Tarefas
[1] Liste as cinco pastas da Esplanada que o PMDB acumula, segundo o trecho sobre Michel Temer.
[2] De acordo com o trecho sobre Michel Temer, em quais anos ele foi presidente da Câmara?
[3] Prossiga com o trecho sobre Michel Temer a partir do ponto em que ele termina.

Trecho

- - -

O PMDB também acumula, por força do acordo, cinco pastas importantes na Esplanada (Minas e Energia, Agricultura, Aviação Civil, Turismo e Previdência) e, ainda, a possibilidade de agregar um sexto ministério, o da Integração Nacional, desocupada pelo ex-ministro Fernando Bezerra com o racha que separou o PSB da base aliada. O nome de consenso costurado por uma articulação de Temer junto aos senadores e deputados numa eventual reforma em janeiro é o do senador Vital do Rego (PMDB-PB).
Conciliação
Aos 73 anos, filho de libaneses, caçula de uma família de oito irmãos, seis mandatos de deputado federal (de 1987 a 2011), líder em várias legislaturas e presidente da Câmara por três vezes (1997, 1999 e 2009), o grande desafio desse paulista de Tietê, católico, professor de direito e advogado, é tirar do PMDB a fama de partido paroquial e fincar a bandeira da legenda justamente em sua base eleitoral, o disputadíssimo Estado de São Paulo.
Se a chapa nacional está consolidada – conforme ele mesmo não se cansa de repetir – o trabalho de maior fôlego agora é unir o partido em torno do empresário Paulo Skaf, que se impôs como candidato depois que outro pupilo de Temer, o deputado Gabriel Chalita, caiu em desgraça por suspeitas de corrupção.
Michel Miguel Elias Temer Lúlia, ou simplesmente Michel para os peemedebistas, entrou na política durante o governo de Ademar de Barros como chefe de gabinete do então secretário de Educação, Ataliba Nogueira. Em 1983, no governo Franco Montoro, já filiado ao PMDB dois anos antes, virou procurador-geral do Estado de São Paulo. Um ano depois, foi nomeado secretário de Segurança Pública, cargo que voltaria a exercer em 1992, já na gestão do ex-governador Luz Antônio Fleury Filho, com a missão de debelar uma das maiores crises da segurança pública paulista, deflagrada com a chacina dos 111 presos do Carandiru.
“Era um momento muito difícil. Com habilidade e espírito de conciliação, ele pacificou a segurança. O Temer é extremamente leal, correto e hábil articulador político”, derrama-se em elogios o ex-governador Luiz Antônio Fleury Filho. A primeira medida de Temer como secretário foi chamar a sociedade civil a participar da política de segurança, o que acabou resultando no único episódio que se tem notícias de uma reação voluntarista. Numa reunião com o Conselho da Polícia Civil, um dos “cardeais” chegou a ameaçar que pediria demissão caso os interesses da polícia fossem misturados aos grupos de direitos humanos.

- - -

Lista de linhas

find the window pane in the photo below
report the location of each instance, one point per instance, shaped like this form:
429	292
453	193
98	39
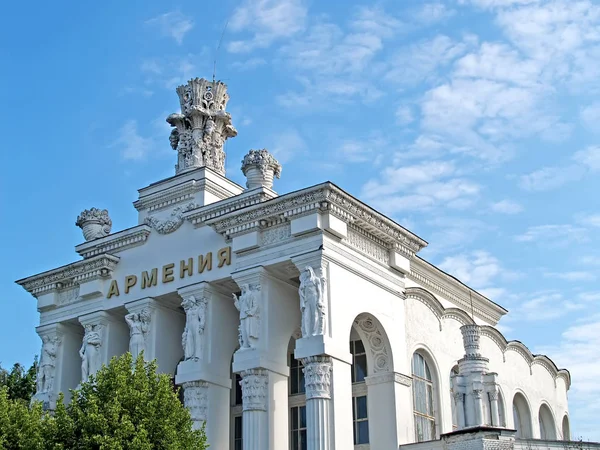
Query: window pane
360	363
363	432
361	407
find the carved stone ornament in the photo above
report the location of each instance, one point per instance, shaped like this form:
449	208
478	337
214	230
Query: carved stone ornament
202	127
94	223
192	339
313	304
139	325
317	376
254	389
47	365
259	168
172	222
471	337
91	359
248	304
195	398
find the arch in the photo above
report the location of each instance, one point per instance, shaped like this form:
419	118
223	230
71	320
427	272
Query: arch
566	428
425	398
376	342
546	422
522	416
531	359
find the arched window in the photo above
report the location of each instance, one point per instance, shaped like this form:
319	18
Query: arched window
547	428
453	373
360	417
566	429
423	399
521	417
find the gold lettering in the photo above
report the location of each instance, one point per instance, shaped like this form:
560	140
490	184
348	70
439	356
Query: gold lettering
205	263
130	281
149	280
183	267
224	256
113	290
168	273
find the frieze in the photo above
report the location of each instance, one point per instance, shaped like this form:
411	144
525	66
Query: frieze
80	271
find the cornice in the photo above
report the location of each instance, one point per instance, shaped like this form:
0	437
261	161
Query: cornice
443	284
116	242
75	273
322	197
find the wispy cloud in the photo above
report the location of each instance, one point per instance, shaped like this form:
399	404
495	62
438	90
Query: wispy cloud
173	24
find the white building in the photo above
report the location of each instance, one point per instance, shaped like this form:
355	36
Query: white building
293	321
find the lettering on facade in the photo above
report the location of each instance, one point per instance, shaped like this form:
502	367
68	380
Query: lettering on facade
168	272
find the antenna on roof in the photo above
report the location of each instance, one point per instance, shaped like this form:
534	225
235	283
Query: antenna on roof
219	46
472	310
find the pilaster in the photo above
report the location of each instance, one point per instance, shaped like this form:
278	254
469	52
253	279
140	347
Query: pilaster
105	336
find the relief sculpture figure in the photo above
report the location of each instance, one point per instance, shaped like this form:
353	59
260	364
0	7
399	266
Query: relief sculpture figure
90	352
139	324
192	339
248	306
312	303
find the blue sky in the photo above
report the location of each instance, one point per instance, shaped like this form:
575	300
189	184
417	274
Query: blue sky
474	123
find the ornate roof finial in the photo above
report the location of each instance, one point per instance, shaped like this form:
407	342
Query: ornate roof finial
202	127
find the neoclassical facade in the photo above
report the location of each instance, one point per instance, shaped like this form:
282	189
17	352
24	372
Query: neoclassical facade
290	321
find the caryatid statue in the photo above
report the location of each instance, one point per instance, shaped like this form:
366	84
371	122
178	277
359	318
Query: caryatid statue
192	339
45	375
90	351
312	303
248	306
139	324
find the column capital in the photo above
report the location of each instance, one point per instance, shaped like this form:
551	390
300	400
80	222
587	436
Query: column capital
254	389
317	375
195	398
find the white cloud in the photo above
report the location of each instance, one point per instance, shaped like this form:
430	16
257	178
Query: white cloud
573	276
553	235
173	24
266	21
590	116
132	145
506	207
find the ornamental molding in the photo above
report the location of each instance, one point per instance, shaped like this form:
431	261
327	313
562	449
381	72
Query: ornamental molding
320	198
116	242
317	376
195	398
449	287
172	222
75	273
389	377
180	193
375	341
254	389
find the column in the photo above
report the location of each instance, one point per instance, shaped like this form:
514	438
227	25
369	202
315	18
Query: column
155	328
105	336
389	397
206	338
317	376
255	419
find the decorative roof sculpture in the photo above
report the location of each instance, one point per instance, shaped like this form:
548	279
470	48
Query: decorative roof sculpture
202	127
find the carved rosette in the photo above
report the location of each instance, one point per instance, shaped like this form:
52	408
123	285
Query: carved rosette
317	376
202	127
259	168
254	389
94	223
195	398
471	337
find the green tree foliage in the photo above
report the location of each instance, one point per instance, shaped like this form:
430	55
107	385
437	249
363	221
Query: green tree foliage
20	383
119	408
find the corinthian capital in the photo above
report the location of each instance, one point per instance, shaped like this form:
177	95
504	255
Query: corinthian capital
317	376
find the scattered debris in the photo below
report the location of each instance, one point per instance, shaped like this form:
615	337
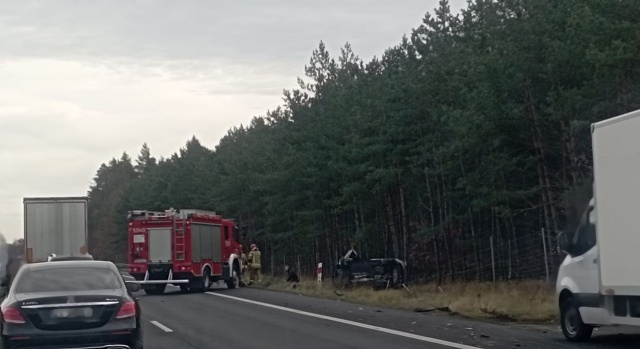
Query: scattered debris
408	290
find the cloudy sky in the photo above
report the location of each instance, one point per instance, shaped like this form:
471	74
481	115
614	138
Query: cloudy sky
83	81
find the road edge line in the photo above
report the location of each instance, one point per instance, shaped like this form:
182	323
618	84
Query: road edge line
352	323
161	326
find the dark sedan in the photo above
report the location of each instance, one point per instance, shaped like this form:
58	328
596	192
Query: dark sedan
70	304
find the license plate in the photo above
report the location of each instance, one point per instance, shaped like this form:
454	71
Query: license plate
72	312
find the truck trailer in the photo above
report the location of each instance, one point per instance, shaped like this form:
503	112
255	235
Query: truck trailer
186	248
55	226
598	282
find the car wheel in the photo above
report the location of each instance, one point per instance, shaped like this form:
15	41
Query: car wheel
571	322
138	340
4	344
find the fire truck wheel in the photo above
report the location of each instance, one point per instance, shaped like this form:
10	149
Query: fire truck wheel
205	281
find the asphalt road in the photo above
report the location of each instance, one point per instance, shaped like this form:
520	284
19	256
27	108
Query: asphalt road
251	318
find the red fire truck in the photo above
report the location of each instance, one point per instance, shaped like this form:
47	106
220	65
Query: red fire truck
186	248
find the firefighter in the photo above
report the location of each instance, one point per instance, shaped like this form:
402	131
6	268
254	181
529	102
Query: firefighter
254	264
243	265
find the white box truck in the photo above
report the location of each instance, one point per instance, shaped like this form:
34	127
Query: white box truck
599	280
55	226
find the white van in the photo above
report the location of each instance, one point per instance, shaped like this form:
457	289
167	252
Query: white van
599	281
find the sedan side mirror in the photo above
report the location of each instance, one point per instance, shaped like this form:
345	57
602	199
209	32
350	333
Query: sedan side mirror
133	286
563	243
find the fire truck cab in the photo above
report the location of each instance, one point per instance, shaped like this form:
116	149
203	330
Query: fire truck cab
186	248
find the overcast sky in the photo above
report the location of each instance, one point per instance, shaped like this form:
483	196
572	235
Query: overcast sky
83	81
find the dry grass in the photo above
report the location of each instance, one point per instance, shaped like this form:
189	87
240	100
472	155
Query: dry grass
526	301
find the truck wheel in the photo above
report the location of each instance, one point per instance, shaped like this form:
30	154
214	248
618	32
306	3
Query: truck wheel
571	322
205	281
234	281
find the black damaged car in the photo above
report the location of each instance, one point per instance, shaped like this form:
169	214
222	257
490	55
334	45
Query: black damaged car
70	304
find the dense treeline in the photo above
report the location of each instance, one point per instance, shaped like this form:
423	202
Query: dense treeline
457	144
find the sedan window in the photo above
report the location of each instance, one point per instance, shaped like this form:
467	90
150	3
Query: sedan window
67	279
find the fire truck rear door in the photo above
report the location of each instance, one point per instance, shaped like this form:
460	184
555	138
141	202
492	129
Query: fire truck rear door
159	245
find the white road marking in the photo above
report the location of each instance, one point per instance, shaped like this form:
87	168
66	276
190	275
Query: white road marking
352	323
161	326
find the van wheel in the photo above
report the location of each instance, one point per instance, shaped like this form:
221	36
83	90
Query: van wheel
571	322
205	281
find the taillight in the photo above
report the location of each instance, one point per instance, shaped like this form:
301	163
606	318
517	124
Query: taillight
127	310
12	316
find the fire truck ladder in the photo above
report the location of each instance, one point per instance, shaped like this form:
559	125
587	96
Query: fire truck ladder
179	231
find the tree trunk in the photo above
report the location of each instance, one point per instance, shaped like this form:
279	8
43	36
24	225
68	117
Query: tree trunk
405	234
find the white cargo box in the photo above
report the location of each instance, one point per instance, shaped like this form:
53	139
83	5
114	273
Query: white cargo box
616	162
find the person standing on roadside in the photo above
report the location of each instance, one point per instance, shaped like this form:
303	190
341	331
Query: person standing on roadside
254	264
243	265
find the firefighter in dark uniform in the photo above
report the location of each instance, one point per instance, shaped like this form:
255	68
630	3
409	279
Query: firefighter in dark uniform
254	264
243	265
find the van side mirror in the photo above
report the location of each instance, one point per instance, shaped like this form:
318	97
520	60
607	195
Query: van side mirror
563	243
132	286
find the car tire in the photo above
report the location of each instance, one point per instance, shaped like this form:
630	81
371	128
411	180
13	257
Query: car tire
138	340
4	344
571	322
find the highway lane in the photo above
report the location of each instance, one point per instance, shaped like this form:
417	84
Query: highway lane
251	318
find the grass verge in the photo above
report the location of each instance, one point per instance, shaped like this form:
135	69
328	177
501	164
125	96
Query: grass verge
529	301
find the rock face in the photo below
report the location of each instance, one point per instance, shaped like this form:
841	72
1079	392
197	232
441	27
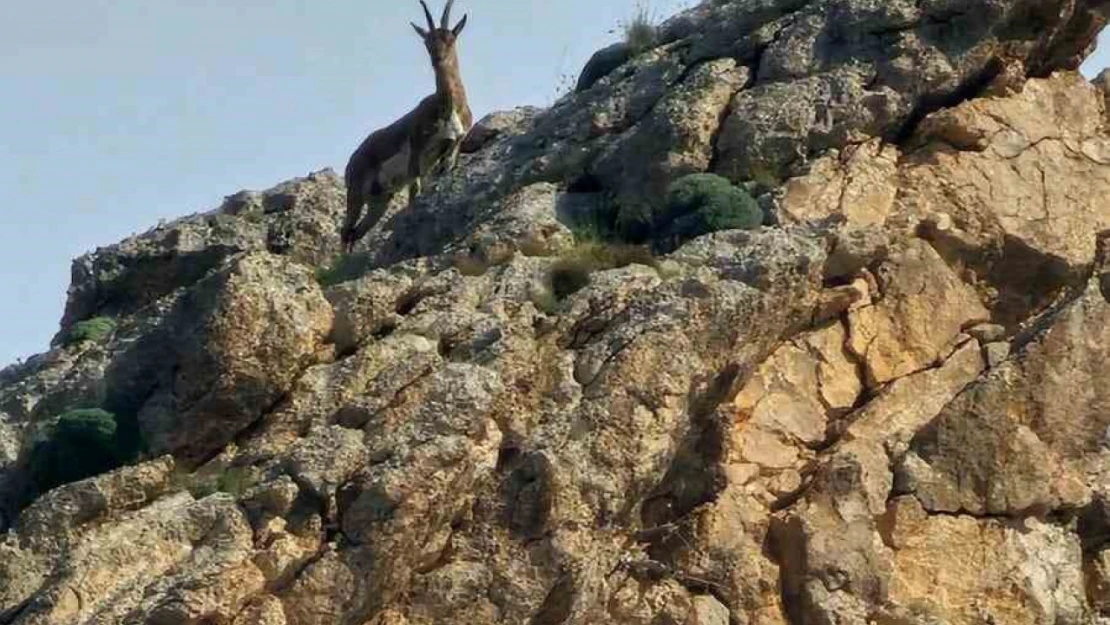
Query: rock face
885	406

- - -

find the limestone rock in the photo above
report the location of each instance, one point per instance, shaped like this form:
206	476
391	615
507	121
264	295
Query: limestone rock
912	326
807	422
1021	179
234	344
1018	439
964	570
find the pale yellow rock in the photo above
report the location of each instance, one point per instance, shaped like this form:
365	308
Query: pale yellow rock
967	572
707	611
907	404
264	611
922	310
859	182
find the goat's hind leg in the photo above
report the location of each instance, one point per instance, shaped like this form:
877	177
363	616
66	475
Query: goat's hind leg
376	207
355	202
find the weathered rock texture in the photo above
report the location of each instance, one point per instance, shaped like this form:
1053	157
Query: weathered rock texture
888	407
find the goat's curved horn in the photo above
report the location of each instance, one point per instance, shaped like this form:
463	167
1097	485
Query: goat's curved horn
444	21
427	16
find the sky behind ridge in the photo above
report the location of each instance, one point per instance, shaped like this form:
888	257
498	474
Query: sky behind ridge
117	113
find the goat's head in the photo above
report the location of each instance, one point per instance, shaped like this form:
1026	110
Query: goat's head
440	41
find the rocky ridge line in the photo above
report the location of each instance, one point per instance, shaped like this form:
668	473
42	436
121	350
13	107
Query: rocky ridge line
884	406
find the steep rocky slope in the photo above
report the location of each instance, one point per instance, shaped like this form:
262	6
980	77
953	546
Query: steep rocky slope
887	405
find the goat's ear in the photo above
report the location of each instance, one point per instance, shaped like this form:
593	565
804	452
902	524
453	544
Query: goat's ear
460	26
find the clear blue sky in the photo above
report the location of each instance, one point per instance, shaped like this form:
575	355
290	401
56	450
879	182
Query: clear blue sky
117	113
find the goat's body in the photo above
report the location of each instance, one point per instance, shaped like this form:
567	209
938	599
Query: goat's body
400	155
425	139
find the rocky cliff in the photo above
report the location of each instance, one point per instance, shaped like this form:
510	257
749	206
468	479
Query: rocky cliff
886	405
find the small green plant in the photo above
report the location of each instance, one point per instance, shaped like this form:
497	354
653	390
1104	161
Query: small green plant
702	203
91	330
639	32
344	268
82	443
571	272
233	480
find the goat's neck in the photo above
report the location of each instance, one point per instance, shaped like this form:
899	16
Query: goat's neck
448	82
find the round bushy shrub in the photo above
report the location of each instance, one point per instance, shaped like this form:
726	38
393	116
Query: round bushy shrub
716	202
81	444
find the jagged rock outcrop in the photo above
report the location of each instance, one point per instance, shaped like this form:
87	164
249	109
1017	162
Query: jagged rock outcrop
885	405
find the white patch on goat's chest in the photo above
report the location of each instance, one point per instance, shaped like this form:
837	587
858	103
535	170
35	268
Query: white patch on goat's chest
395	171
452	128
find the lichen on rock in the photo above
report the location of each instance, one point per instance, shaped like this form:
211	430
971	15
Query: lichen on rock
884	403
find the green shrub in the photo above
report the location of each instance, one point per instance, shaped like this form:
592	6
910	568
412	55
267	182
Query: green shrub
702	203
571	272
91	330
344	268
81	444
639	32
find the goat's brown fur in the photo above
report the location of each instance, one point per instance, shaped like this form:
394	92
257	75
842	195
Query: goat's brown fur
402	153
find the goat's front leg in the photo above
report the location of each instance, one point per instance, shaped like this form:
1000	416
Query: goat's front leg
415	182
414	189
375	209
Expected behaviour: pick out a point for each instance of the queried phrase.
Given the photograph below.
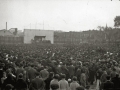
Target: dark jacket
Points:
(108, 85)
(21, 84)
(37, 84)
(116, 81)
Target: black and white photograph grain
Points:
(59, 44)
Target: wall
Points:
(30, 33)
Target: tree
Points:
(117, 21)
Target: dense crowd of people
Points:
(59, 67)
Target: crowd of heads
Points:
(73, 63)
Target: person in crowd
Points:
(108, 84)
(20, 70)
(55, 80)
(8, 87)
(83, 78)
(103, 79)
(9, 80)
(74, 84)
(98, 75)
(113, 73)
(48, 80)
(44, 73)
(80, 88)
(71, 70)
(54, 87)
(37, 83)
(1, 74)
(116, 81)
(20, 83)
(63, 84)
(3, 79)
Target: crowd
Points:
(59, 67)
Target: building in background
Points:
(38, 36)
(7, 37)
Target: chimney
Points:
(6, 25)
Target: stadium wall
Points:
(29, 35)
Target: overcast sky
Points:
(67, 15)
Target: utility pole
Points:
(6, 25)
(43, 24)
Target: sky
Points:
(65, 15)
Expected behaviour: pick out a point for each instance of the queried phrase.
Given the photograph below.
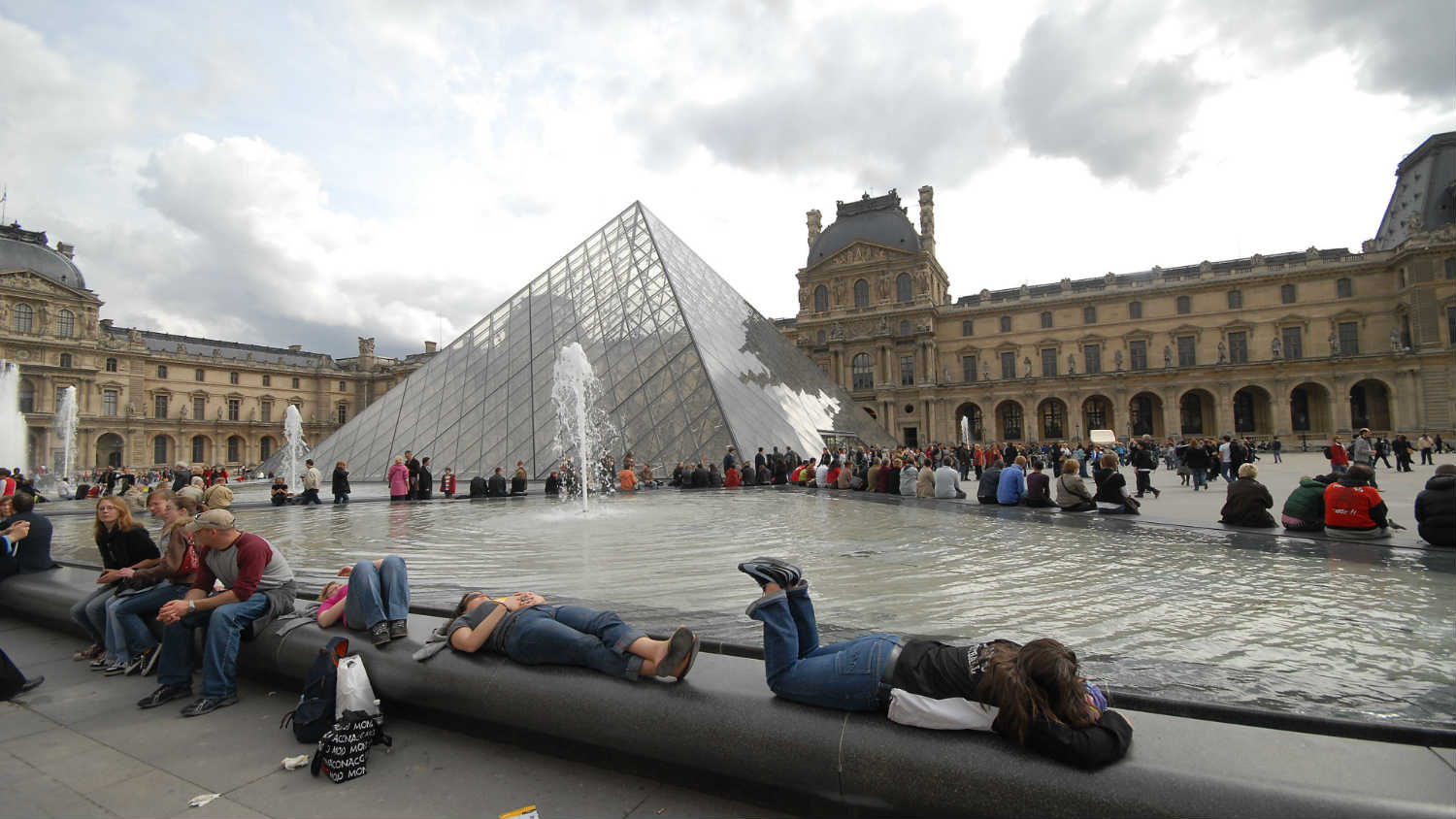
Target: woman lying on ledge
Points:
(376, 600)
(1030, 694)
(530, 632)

- - -

Respostas
[1]
Minas e Energia
Agricultura
Aviação Civil
Turismo
Previdência

[2] Em 1997, 1999 e 2009.

[3]
“Pois se o senhor formalizar o pedido de demissão, eu aceitarei”, reagiu o então secretário, numa das raras ocasiões em que alterou a voz. O cardeal silenciou-se. Depois, a amigos, ele confidenciou que seu jeito cerimonioso às vezes levava as pessoas a confundir com frouxidão.
Quando Temer assumiu a segurança, em 1992, as tropas de choque da PM haviam chegado ao auge da matança de civis em alegados conflitos de rua: 1.421 mortes. Além de reforçar as corregedorias, ele adotou duas singelas medidas para inibir os excessos: a perícia deveria fazer o exame residuográfico (que mede a presença de pólvora) nas mãos das vítimas para confirmar se ela reagiu a tiros à ordem policial; os agentes envolvidos em conflitos sairiam das ruas e, depois de tratamento psiquiátrico, seriam remanejados para áreas administrativas. No final do ano seguinte, as estatísticas registravam 377 mortos de civis, uma drástica redução e a comprovação das suspeitas de que grande parte dos conflitos, na verdade, era execução de supostos criminosos.
A atuação na segurança levou Fleury a nomeá-lo Secretário de Governo, cargo em que acumulava a Casa Civil e o colocava como o segundo na hierarquia do Palácio dos Bandeirantes, responsável pela articulação política. “Ele me ajudou muito”, afirma Fleury, que não conhece personagem com quem Temer tenha se incompatibilizado. “Pode procurar um inimigo dele. Não vai encontrar”, garante.
O vice-presidente da República é assim. Um homem de união. Um aparador de arestas, como define o cientista político Gaudêncio Torquato. Cerimonioso e conciliador, tornou-se um confessor que une figuras tão diferentes como Renan Calheiros e José Sarney. O PMDB é para profissionais.
Dos caminhos do Legislativo à poesia
Advogado formado pela Universidade de São Paulo (USP), constitucionalista e estudioso das questões jurídicas, deve-se a Temer o parecer que destrancou a pauta da Câmara quando esta era travada pelas medidas provisórias emitidas pelo governo. Ele apresentou uma interpretação mostrando que a pauta só seria trancada para as matérias ordinárias própria das MPs, o que deixava a Mesa livre para votar outros projetos em sessões extraordinárias.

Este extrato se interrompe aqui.